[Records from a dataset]
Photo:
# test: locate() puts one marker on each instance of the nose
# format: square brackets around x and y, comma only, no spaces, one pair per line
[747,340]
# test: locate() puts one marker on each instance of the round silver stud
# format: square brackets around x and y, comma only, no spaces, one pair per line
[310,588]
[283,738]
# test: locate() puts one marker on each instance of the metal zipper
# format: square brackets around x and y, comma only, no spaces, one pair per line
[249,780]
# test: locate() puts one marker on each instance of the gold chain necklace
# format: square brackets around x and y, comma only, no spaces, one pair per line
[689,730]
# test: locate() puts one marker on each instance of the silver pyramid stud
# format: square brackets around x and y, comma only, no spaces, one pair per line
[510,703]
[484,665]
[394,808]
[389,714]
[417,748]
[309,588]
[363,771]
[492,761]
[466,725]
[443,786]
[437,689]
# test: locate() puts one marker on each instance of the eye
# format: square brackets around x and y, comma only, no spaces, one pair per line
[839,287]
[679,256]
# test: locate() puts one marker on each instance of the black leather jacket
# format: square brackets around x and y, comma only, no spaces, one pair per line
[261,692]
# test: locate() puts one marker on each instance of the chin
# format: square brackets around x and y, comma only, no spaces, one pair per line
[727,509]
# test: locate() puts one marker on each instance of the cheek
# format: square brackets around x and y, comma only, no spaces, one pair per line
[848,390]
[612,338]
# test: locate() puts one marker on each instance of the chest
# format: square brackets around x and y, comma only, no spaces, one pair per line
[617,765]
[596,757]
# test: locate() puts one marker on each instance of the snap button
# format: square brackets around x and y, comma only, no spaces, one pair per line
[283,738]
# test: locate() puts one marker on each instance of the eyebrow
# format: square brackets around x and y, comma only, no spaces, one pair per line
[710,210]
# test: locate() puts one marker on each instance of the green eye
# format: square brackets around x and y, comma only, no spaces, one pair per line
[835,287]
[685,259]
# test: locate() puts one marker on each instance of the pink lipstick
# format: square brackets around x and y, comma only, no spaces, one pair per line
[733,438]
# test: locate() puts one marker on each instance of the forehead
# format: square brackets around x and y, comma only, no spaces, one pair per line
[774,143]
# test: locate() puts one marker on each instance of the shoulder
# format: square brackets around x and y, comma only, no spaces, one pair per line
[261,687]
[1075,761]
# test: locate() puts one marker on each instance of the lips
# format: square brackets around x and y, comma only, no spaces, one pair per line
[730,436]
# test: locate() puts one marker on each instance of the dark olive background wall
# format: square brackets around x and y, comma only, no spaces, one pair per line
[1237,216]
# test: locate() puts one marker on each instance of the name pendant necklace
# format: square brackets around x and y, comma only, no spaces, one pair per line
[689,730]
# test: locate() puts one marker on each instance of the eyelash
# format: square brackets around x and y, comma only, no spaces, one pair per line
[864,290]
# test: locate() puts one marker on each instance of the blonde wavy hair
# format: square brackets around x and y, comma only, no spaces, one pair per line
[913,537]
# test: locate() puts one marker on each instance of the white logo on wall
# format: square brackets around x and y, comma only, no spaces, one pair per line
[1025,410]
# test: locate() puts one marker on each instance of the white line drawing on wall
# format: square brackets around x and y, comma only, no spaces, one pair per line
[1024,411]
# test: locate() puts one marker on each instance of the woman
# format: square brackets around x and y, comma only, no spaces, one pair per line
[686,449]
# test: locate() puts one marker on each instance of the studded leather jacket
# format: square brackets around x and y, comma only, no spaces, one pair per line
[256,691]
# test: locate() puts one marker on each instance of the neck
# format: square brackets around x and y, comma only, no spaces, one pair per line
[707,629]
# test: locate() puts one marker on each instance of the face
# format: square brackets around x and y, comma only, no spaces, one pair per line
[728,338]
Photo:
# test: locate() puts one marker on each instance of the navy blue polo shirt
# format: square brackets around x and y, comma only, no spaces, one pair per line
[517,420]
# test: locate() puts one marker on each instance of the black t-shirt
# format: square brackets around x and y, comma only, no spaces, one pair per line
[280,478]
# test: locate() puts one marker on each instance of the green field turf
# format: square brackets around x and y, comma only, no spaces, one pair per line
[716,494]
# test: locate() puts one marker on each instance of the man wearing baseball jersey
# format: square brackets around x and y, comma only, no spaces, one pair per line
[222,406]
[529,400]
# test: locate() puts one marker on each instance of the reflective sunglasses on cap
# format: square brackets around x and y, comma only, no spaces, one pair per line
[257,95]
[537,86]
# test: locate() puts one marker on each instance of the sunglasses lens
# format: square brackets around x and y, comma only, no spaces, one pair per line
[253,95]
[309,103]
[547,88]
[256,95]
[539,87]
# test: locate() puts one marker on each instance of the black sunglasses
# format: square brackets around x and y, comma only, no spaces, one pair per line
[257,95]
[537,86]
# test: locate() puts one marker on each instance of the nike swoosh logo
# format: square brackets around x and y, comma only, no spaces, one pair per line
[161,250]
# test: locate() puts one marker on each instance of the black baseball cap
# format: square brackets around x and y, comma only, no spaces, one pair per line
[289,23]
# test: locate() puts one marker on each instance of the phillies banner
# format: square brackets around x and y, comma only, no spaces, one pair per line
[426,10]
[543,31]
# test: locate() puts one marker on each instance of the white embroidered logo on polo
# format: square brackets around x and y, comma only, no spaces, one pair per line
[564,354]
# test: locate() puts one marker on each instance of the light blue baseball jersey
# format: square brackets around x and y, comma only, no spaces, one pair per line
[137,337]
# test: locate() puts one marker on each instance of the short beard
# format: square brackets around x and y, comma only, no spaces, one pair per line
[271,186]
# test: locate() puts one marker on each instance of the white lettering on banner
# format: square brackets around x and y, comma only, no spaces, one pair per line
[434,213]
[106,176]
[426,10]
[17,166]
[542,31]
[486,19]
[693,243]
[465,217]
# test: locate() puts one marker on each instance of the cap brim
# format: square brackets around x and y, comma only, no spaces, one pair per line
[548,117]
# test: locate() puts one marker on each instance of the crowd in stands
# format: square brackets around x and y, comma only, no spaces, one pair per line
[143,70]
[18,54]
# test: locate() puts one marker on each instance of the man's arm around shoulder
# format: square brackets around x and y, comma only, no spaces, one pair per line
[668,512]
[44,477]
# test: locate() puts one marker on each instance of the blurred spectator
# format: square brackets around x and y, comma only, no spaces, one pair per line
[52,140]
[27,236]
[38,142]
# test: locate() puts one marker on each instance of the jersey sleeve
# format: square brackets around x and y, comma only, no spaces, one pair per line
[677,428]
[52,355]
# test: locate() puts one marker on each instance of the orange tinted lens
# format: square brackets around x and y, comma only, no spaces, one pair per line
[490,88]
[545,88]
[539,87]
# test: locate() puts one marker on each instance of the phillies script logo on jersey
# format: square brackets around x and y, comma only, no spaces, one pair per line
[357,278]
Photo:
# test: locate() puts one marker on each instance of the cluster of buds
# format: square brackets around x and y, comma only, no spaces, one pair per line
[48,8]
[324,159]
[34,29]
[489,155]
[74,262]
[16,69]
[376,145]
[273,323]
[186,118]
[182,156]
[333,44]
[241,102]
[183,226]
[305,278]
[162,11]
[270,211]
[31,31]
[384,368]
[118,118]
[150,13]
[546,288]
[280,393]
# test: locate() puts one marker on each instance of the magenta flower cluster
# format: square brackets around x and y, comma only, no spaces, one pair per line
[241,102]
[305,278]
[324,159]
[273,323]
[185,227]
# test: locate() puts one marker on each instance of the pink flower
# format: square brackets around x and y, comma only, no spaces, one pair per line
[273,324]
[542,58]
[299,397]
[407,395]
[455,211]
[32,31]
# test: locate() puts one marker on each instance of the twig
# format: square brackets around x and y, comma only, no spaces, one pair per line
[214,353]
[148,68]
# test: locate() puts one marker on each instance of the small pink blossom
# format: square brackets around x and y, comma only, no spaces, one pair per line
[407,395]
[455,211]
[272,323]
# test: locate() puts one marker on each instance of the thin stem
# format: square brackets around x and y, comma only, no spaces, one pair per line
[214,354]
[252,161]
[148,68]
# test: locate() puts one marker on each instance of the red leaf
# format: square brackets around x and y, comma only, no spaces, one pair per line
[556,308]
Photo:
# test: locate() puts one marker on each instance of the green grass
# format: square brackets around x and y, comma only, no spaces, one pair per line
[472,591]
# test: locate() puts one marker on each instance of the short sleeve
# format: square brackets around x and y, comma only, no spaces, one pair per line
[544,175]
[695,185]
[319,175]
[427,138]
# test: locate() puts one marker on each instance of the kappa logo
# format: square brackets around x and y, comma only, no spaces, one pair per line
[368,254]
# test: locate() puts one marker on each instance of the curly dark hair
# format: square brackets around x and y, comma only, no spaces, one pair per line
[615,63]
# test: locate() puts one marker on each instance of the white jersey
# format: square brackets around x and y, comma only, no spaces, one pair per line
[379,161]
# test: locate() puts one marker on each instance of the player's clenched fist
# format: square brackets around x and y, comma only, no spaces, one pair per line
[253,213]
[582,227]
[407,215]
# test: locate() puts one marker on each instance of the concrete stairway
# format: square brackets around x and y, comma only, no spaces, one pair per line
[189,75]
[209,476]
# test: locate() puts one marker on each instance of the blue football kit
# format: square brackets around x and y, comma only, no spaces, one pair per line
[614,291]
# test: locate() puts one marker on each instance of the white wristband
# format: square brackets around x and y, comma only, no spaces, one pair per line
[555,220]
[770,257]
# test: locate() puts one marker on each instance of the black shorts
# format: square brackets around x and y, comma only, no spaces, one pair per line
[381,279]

Exercise requirements
What you give back should be exactly the lines of the data above from the line with "of the neck" through the line with "wearing baseball jersey", both of those included, and nothing more.

Answer
# test: locate() puts one marker on each instance of the neck
# format: square brackets around x and y, comma only, no spaces, one pair per line
[707,629]
# test: locate() puts one marker on each instance of the face
# format: square brackets around x and y, comma only, no spaces, one pair per line
[728,338]
Photo:
# test: locate() puts one marker on each instance of the navy blue polo shirt
# format: square brackets around x and y, comma only, no spaces, one pair per line
[517,420]
# test: locate() puts one marker on each instance of the black t-shirt
# format: square brackets around x and y, comma only, no spaces, one pair per line
[280,478]
# test: locate() puts one marker on each instance of the green field turf
# format: square brackets around x and y, comma only, no spaces, one pair per line
[716,494]
# test: locate() puts one marker on each instance of the man wearing baseball jersey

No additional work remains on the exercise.